» **Task set**:
**A)** Reproduce the part of the car accident guidance between "With that being" and "of Impact identification.", inclusive.
**B)** How many lines of the rows contain the string "background"? Case counts, and reply with the number only.

» **Document**:
━━━━━━━━━━━━━━━━
Per normal standards, if you are in a wreck in a county with this procedure in place, then you would still need to call 9-1-1 and report the accident; however, instead of the police responding to work the scene, you will be directed to fill out a “Self-Report Accident Form”. For Athens-Clarke County, the following link takes you straight to theirs: https://dds.georgia.gov/sites/dds.georgia.gov/files/related_files/document/accidentreport_dds_190_rev0116.pdf

With that being said, below are some things you can do to make sure the needed information for all areas is readily available:

Scene Information:

  • Ask if all parties are okay (injury wise) and report to 9-1-1
  • Take photographs of the accident scene; take photos from all angles, and if possible step further back to give a full view of how the cars are placed (provides Point of Impact identification.
  • If able to do so safely, take a photo or make note of any road names in relation to the wreck (for example, You are waiting to make a left onto S Lumpkin Street from E Broad Street when you were rear-ended from behind). The more description and information provided the better.
━━━━━━━━━━━━━━━━
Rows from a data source
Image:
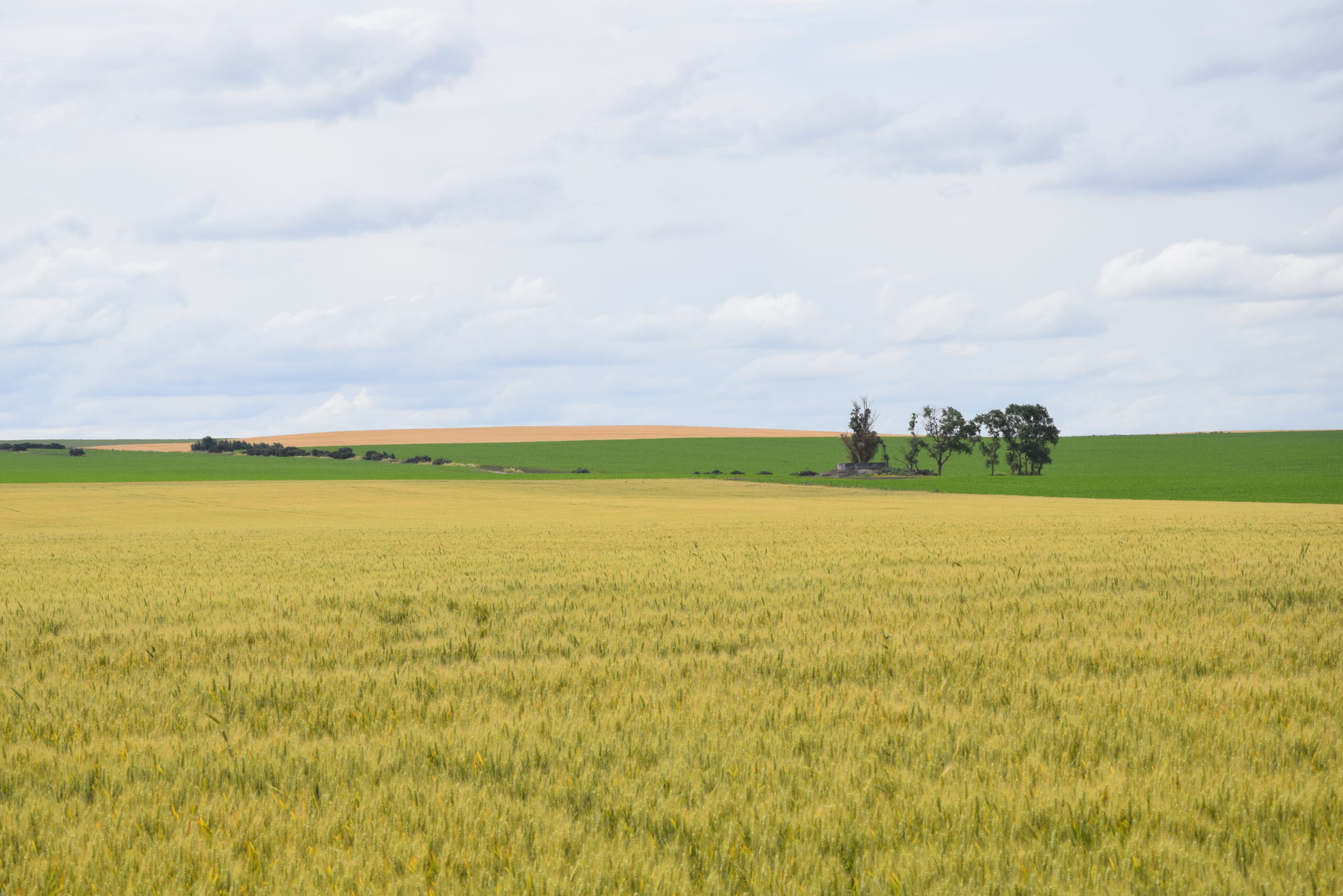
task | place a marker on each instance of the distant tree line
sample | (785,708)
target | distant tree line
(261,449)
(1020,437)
━━━━━━━━━━━━━━━━
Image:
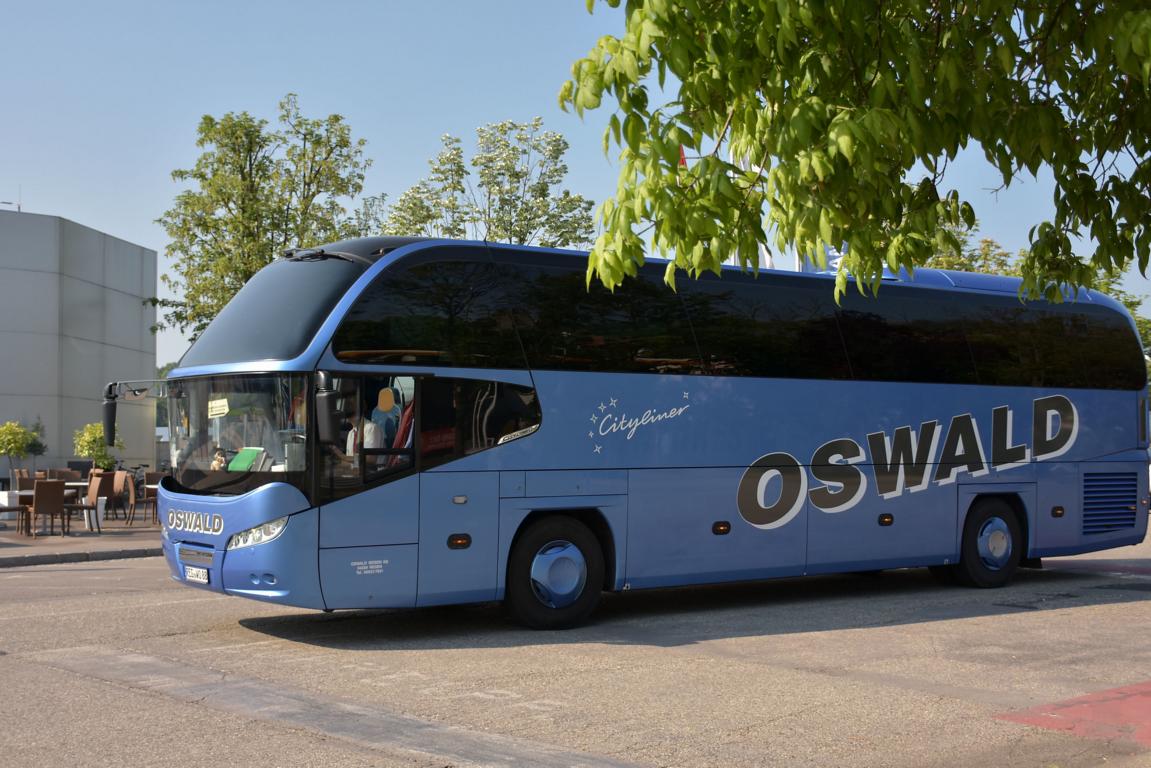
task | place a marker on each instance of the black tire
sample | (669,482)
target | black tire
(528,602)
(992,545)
━━━━━━━━━━━━━━━━
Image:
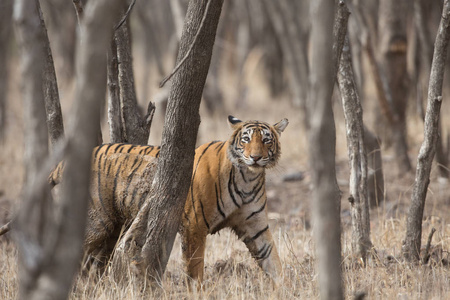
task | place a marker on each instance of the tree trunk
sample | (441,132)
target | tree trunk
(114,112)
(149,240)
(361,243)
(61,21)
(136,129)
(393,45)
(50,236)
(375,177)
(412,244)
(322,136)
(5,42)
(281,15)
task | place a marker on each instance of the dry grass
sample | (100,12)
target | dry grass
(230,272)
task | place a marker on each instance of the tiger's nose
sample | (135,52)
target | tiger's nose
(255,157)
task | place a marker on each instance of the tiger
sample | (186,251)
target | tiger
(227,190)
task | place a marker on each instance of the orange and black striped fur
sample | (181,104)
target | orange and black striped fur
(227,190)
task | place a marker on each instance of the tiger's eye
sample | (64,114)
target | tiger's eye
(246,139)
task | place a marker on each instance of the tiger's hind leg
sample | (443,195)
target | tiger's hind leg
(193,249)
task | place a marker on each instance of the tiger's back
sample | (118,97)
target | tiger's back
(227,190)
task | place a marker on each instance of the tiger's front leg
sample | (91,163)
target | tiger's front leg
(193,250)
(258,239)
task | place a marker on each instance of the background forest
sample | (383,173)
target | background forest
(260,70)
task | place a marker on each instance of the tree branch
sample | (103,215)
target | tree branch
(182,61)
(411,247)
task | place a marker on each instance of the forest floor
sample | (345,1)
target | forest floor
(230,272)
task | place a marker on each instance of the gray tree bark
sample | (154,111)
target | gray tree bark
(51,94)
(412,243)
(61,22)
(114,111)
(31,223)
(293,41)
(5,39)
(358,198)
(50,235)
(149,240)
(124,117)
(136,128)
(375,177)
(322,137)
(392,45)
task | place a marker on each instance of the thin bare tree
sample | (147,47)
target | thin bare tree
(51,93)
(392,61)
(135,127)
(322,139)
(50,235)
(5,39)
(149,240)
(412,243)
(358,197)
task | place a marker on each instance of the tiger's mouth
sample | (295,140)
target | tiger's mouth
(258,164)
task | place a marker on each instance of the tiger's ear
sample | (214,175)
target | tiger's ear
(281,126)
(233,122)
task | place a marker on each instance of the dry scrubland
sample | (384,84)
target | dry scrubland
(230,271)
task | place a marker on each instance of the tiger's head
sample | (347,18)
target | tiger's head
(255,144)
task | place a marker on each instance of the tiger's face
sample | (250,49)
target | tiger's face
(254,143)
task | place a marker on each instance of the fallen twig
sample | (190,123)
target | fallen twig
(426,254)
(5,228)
━━━━━━━━━━━━━━━━
» **Responses per task**:
**A)**
With that being said, below are some things you can do to make sure the needed information for all areas is readily available:

Scene Information:

  • Ask if all parties are okay (injury wise) and report to 9-1-1
  • Take photographs of the accident scene; take photos from all angles, and if possible step further back to give a full view of how the cars are placed (provides Point of Impact identification.

**B)** 2